• Stated goal: Write out each line exactly as it stands, please.

• Data to use:
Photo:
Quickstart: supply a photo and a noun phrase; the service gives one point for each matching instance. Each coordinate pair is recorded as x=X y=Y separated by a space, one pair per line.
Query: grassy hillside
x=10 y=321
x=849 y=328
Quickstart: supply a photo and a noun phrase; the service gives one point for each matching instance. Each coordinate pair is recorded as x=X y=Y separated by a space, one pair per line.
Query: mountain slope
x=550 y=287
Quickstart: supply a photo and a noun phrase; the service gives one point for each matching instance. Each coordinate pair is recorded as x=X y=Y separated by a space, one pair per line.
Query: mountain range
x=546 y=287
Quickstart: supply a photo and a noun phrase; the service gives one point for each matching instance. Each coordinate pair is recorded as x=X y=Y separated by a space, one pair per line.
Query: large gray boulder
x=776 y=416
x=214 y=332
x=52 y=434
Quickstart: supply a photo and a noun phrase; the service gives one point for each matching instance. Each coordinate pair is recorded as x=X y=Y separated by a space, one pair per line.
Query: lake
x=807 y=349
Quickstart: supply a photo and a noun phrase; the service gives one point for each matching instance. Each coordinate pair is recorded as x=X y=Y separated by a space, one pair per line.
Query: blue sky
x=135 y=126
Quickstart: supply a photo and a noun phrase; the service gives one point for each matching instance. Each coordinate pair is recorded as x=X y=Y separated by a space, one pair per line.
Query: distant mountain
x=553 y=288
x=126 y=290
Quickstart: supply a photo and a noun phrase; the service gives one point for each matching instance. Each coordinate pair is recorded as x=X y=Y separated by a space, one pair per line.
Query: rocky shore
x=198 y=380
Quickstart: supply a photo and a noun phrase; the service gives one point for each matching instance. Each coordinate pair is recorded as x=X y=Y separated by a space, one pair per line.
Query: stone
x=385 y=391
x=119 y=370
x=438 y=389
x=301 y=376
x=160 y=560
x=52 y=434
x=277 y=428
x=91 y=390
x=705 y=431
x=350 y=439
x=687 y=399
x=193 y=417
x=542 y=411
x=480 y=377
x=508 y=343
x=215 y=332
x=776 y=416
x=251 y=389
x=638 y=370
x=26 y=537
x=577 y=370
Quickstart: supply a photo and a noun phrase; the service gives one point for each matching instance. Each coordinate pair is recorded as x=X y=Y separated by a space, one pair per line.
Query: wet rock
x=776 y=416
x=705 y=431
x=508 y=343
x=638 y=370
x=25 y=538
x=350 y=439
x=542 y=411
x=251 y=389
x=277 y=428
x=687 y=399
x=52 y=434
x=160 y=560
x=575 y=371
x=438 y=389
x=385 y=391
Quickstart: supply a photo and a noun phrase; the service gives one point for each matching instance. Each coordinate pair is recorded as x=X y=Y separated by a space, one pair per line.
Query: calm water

• Answer to the problem:
Photo:
Quickstart: supply a photo and a noun phrase; the service gives one point for each matching instance. Each coordinate pair is recorded as x=X y=Y separated by a space, one pair per line.
Query: grassy hillside
x=10 y=321
x=849 y=328
Quickstart: supply a photo and a noun phrase; the service gives one point for each matching instance. Each coordinate pair is recorded as x=X y=Y separated by a space, one pair per line.
Query: mountain slope
x=550 y=287
Quickstart: supply a photo and a noun phrase; the service gives one point for each matching instance. Each coordinate pair is recorded as x=X y=Y separated by a space, one pair per line.
Query: mountain range
x=546 y=287
Quickstart: supply a photo and a noun phrase; the service gives one point for each matching instance. Each coordinate pair is recorded as x=X y=Y separated by a space, one pair per line.
Query: large gray boulder
x=776 y=416
x=214 y=332
x=52 y=434
Quickstart: supply a photo and a noun phrase; the service gives one point for each matching instance. Each coordinate pair is recorded as x=X y=Y separated by a space, one pair per line.
Query: lake
x=807 y=349
Quickstart: supply a photo and a noun phrase; the service gives one point for each matching instance. Each coordinate pair is recorded as x=X y=Y separated by a space, one pair per line.
Query: blue sky
x=135 y=126
Quickstart: supply a photo and a noun phrase; the service gives one point for each matching instance. Each coordinate pair is recorded as x=X y=Y separated by a space, one pair per line.
Query: distant mountain
x=553 y=288
x=126 y=290
Quickstart: supply a photo and a noun phrase; the service gives one point for each matching instance. Each coordinate pair is recorded as x=X y=Y separated by a space, one pair per line.
Query: rocky shore
x=198 y=380
Quickstart: supply a photo and a noun phrase; the service gives one point for each matching instance. Each coordinate pair is recorded as x=X y=Y separated by a space, one pair per line.
Query: stone
x=385 y=391
x=119 y=370
x=438 y=389
x=301 y=376
x=160 y=560
x=52 y=434
x=277 y=428
x=91 y=390
x=705 y=431
x=350 y=439
x=687 y=399
x=193 y=417
x=542 y=411
x=480 y=377
x=508 y=343
x=215 y=332
x=776 y=416
x=251 y=389
x=638 y=370
x=26 y=537
x=577 y=370
Quickstart: supply a photo and a noun phrase; the service gives one point for each matching instance. Each coordinate pair is recorded as x=X y=Y separated by a space, one pair per line.
Query: wet rock
x=776 y=416
x=705 y=431
x=508 y=343
x=638 y=370
x=25 y=538
x=350 y=439
x=542 y=411
x=251 y=389
x=277 y=428
x=687 y=399
x=52 y=434
x=160 y=560
x=575 y=371
x=438 y=389
x=385 y=391
Quickstart: supply a photo and a noun phrase; the service gives one point for each matching instance. Each coordinate pair is recorded as x=X y=Y separated by a space, one pair per line.
Query: calm water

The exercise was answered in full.